## Exercise task 1
Print the equity plan passage from "We may amend" up to and including "to previously-granted awards.".

•••

RESTRICTED STOCK AWARDS

         Restricted Stock awards may be awarded to an eligible participant in
lieu of a portion of cash bonus earned by the participant. These restricted
shares will vest over a period of years as determined by the Board at the time
of grant and will not be transferable until vested. In addition, awards of
Restricted Stock may have a premium paid in additional shares when fully vested.
There may be other restrictions as the Board may determine.

OTHER OMNIBUS EQUITY AWARDS

         The Board upon recommendation of the Committee has the authority to
specify the terms and provisions of other forms of equity-based awards or
equity-related awards not described above which the Committee determines to be
consistent with the purposes of the Plan and the interests of Aceto.

STOCK OWNERSHIP GUIDELINES

         One of the objectives of the Plan is that certain designated employees
be stockholders. The Plan contains guidelines for stock ownership, to be
attained in five years, relative to the positions and base salaries of the
employees involved. Restricted Stock awards can be used to satisfy these
requirements.

                                       17


TERMINATION

         No awards shall be made after ten years from the December 10, 1998,
date that the Plan was first approved by the Company's stockholders.

AMENDMENT

         We may amend or terminate the Plan at any time. However, we must obtain
stockholder approval to increase the maximum number of shares issuable or reduce
the exercise price of a stock option.

         Also, we may not amend or terminate the 1998 Omnibus Equity Award Plan
without an employee's consent if it would adversely affect an employee's rights
to previously-granted awards.


FEDERAL INCOME TAX CONSEQUENCES

         The following is a brief summary of certain Federal income tax aspects
of awards under the Plan based upon the Federal income tax laws in effect on the
date hereof. This summary is not intended to be exhaustive and does not describe
state or local tax consequences.

         INCENTIVE STOCK OPTIONS. An optionee will not realize taxable income
upon the grant of an ISO. In addition, an optionee will not realize taxable
income upon the exercise of an ISO, provided that such exercise occurs no later
than three months after the optionee's termination of employment with the
Company (one year in the event of a termination on account of disability).

•••

## Exercise task 2
Substitute "Summary" for "Overview" in the listing's lines from the start of the listing up to and including the line with "xmin=217 ymin=251 xmax=303 ymax=330", leaving everything else unchanged. Give only those lines.

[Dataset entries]
•••

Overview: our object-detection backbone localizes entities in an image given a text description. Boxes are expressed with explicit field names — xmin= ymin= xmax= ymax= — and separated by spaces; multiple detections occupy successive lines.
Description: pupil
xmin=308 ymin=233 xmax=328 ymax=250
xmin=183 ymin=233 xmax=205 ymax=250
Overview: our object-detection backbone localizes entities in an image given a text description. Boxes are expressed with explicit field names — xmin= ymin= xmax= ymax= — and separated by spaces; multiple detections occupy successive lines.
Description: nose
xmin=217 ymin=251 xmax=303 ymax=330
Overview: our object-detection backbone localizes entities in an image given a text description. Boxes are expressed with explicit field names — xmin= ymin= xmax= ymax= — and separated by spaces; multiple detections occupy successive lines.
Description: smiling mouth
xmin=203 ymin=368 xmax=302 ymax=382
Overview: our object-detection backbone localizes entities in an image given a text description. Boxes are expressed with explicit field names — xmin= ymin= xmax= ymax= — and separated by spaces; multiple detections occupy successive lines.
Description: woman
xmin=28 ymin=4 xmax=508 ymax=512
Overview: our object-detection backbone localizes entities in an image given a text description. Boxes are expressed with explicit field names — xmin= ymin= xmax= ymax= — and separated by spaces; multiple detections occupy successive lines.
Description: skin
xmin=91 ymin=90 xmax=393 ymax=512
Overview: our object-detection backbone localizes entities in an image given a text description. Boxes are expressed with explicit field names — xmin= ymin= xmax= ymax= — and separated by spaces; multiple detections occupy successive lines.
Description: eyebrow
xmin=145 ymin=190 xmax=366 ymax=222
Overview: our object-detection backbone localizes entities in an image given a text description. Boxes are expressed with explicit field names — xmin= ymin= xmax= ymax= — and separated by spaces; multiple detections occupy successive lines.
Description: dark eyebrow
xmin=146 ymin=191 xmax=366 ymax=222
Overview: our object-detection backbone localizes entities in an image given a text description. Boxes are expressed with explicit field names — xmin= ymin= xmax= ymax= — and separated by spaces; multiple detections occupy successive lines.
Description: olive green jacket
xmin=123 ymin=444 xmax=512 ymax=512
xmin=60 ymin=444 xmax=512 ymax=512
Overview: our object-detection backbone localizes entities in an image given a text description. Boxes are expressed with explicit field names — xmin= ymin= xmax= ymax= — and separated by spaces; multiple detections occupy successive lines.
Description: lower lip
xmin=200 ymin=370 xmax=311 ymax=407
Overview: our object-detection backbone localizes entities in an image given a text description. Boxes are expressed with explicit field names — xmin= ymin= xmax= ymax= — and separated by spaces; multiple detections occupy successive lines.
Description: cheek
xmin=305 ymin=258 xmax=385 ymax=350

•••

## Expected answer 1
We may amend or terminate the Plan at any time. However, we must obtain
stockholder approval to increase the maximum number of shares issuable or reduce
the exercise price of a stock option.

         Also, we may not amend or terminate the 1998 Omnibus Equity Award Plan
without an employee's consent if it would adversely affect an employee's rights
to previously-granted awards.

## Expected answer 2
Summary: our object-detection backbone localizes entities in an image given a text description. Boxes are expressed with explicit field names — xmin= ymin= xmax= ymax= — and separated by spaces; multiple detections occupy successive lines.
Description: pupil
xmin=308 ymin=233 xmax=328 ymax=250
xmin=183 ymin=233 xmax=205 ymax=250
Summary: our object-detection backbone localizes entities in an image given a text description. Boxes are expressed with explicit field names — xmin= ymin= xmax= ymax= — and separated by spaces; multiple detections occupy successive lines.
Description: nose
xmin=217 ymin=251 xmax=303 ymax=330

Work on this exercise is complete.